* **Task statement**:
How many lines of the records contain the string "water" with matching case? Reply with the number alone.

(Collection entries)
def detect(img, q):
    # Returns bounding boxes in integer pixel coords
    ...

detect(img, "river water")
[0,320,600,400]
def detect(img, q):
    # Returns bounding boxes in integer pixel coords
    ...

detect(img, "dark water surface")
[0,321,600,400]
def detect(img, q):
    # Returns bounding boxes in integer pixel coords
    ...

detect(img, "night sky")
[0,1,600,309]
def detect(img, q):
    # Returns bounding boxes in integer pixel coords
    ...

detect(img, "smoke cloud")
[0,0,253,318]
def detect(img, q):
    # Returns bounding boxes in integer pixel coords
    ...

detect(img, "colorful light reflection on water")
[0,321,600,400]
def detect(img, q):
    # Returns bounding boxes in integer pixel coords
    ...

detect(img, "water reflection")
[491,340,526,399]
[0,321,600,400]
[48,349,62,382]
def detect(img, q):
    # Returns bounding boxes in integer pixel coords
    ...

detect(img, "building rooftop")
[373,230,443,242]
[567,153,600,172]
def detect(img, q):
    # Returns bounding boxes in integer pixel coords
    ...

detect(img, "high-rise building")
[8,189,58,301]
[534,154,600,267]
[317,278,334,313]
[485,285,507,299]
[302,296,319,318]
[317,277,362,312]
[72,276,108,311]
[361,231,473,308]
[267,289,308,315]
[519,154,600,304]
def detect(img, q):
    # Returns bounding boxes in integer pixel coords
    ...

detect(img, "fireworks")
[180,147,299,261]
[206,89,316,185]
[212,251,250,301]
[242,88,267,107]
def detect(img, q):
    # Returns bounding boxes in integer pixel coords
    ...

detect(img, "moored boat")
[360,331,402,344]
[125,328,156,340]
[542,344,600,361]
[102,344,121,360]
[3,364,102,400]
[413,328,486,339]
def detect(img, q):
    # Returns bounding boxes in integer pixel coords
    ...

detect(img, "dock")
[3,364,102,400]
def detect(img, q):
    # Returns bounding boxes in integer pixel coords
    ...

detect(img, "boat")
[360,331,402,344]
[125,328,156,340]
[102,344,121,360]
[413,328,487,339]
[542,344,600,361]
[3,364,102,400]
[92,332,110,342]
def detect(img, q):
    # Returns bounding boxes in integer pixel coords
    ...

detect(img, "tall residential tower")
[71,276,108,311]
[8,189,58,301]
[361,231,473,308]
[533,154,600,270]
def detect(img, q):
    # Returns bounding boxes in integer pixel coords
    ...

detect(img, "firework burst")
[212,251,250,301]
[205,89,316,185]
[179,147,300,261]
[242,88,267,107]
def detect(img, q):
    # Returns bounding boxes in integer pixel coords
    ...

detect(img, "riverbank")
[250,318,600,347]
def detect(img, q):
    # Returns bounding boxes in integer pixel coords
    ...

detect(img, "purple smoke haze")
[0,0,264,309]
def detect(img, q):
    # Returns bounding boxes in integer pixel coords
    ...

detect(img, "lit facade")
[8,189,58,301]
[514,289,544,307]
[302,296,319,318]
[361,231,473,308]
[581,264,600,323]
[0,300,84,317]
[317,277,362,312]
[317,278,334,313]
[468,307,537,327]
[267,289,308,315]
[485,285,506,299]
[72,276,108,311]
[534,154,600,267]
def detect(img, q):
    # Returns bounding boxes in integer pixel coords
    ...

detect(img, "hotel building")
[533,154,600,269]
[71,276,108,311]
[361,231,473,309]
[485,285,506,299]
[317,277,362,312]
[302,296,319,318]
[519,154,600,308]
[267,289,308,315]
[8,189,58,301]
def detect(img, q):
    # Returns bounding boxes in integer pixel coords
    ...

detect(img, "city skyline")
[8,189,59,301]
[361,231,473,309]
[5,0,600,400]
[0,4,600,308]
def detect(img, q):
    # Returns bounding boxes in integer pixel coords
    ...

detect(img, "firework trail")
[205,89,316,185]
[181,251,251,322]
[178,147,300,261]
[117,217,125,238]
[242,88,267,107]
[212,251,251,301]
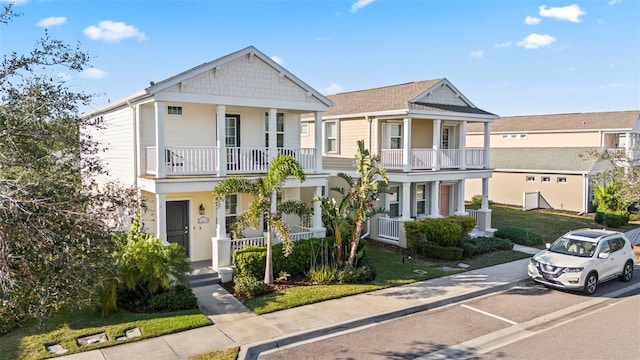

* **Response to the task**:
4